━━━━━ Records supplied ━━━━━

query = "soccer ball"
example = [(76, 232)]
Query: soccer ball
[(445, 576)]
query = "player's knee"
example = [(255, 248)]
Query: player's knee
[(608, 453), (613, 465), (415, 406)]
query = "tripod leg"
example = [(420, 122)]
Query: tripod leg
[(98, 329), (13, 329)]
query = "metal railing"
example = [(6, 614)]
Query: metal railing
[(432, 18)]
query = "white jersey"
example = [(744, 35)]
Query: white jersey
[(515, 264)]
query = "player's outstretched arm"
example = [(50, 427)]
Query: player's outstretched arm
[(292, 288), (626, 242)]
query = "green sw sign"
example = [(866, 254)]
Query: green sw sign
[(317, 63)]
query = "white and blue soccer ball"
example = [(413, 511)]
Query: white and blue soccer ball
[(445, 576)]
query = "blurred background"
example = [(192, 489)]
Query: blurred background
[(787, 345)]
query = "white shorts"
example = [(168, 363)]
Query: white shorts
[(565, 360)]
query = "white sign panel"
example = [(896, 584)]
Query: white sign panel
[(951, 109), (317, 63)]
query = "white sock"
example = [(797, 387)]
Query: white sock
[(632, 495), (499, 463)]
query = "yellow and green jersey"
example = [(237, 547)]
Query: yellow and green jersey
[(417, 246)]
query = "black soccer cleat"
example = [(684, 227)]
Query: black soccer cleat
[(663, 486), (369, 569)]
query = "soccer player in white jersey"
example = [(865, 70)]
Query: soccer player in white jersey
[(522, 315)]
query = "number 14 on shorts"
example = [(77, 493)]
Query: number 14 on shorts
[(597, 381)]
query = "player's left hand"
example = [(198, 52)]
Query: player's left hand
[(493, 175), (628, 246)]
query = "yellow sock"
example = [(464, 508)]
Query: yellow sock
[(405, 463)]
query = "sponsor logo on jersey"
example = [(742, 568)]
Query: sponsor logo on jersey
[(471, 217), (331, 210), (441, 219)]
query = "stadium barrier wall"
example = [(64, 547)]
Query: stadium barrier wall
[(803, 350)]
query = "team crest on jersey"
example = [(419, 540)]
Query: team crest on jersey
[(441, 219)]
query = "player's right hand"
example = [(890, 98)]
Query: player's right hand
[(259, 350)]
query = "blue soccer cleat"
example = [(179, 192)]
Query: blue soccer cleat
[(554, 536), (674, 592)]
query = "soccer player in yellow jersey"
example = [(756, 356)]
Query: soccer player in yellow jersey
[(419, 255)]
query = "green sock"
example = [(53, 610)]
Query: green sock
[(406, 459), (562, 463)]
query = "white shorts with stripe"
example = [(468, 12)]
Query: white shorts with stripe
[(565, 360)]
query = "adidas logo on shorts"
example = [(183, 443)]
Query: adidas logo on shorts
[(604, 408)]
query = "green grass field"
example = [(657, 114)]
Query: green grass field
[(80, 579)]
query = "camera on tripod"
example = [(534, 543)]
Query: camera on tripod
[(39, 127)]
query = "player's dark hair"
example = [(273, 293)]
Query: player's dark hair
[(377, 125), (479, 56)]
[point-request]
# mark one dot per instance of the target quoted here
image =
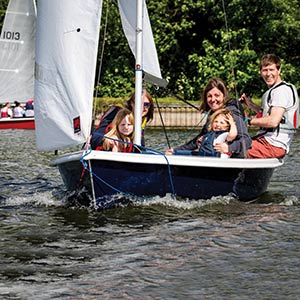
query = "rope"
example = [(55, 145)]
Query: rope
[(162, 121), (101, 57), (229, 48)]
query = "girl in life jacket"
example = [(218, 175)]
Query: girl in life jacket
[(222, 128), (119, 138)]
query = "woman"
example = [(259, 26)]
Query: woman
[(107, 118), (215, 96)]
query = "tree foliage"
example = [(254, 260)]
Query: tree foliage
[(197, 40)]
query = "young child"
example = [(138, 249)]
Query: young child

━━━━━

_Aim_
Convert every line of the listing above into a JSON array of strings, one string per line. Skip blank lines and leave out the picture.

_Result for this task_
[
  "query = \"soccer ball\"",
  "example = [(76, 232)]",
  "Query: soccer ball",
  "[(445, 576)]",
  "query = \"player's knee\"",
  "example = [(255, 248)]",
  "Query: player's knee",
  "[(608, 453), (613, 465), (415, 406)]",
  "query = \"tripod leg\"",
  "example = [(420, 122)]",
  "Query: tripod leg",
  "[(98, 329), (13, 329)]",
  "query = \"metal railing\"",
  "example = [(6, 614)]",
  "Query: metal railing",
  "[(432, 18)]",
  "query = \"white jersey\"",
  "example = [(744, 35)]",
  "Query: white jersey",
  "[(515, 264)]",
  "query = \"player's outstretched arm\"",
  "example = [(50, 427)]",
  "Query: player's outstretched arm",
  "[(292, 288), (626, 242)]",
  "query = \"green sw sign\"",
  "example = [(866, 254)]",
  "Query: green sw sign",
  "[(317, 63)]",
  "query = \"white and blue soccer ball\"",
  "example = [(413, 511)]",
  "Query: white and blue soccer ball",
  "[(445, 576)]",
  "query = \"blurred background\"",
  "example = [(192, 489)]",
  "Query: blurred background",
  "[(787, 345)]",
  "query = \"white shorts\"",
  "example = [(168, 363)]",
  "Query: white shorts",
  "[(565, 360)]",
  "query = \"white sign panel\"",
  "example = [(896, 584)]",
  "Query: white sign panel",
  "[(951, 109), (317, 63)]",
  "query = \"white sock\"",
  "example = [(797, 387)]",
  "Query: white sock",
  "[(632, 495), (499, 463)]",
  "query = \"yellow and green jersey\"",
  "example = [(237, 547)]",
  "Query: yellow and green jersey",
  "[(417, 246)]",
  "query = \"black soccer cleat\"",
  "example = [(684, 227)]",
  "Query: black soccer cleat",
  "[(663, 486), (369, 569)]",
  "query = \"soccer player in white jersey\"",
  "example = [(865, 70)]",
  "Query: soccer player in white jersey",
  "[(522, 315)]",
  "query = \"number 14 on shorts\"",
  "example = [(77, 493)]",
  "Query: number 14 on shorts",
  "[(597, 381)]",
  "query = \"player's left hand\"",
  "example = [(198, 52)]",
  "Query: player's left hand",
  "[(493, 175), (628, 246)]",
  "query = \"yellow sock\"",
  "example = [(464, 508)]",
  "Query: yellow sock",
  "[(405, 463)]",
  "query = \"sponsor logo on jersey\"",
  "example = [(742, 568)]",
  "Query: sponsor logo on jersey",
  "[(471, 217), (331, 210), (441, 219)]",
  "query = \"stadium barrier wall\"",
  "example = [(64, 547)]",
  "Query: stadium barrier wall",
  "[(803, 350)]",
  "query = \"team crest on jersey\"",
  "example = [(419, 540)]",
  "Query: team crest on jersey",
  "[(441, 219)]",
  "query = \"player's right hand\"",
  "example = [(890, 98)]",
  "Query: player's right hand",
  "[(259, 350)]",
  "query = \"blue soccer cleat\"",
  "example = [(179, 192)]",
  "Query: blue soccer cleat",
  "[(554, 536), (674, 592)]",
  "query = \"soccer player in yellow jersey\"",
  "example = [(756, 356)]",
  "Query: soccer player in yellow jersey",
  "[(419, 255)]",
  "query = \"green sock\"",
  "example = [(53, 610)]",
  "Query: green sock",
  "[(406, 459), (562, 463)]",
  "query = \"white shorts with stripe\"",
  "example = [(468, 12)]",
  "Query: white shorts with stripe",
  "[(565, 360)]",
  "query = \"adidas logo on shorts\"",
  "example = [(183, 443)]",
  "Query: adidas logo on shorts",
  "[(604, 408)]",
  "query = \"green grass field\"",
  "example = [(657, 114)]",
  "Query: green grass field",
  "[(80, 579)]",
  "query = \"camera on tripod\"",
  "example = [(534, 543)]",
  "Query: camera on tripod",
  "[(39, 127)]",
  "query = \"player's dark hair\"",
  "example = [(273, 293)]",
  "Query: player's dark hair",
  "[(377, 125), (479, 56)]",
  "[point-request]",
  "# mark one dot per instance of the target quoted here",
  "image =",
  "query = \"rope\"",
  "example = [(55, 145)]",
  "Query: rope",
  "[(162, 121), (101, 57), (229, 48)]",
  "query = \"girl in life jacket\"",
  "example = [(218, 175)]",
  "Query: girl in life jacket",
  "[(222, 128), (119, 138)]",
  "query = \"woman\"",
  "example = [(259, 26)]",
  "Query: woman",
  "[(107, 118), (215, 96)]",
  "query = \"tree foliage\"",
  "example = [(254, 260)]",
  "Query: tree foliage",
  "[(197, 40)]",
  "query = \"young child\"",
  "example = [(138, 249)]",
  "Query: young child"
]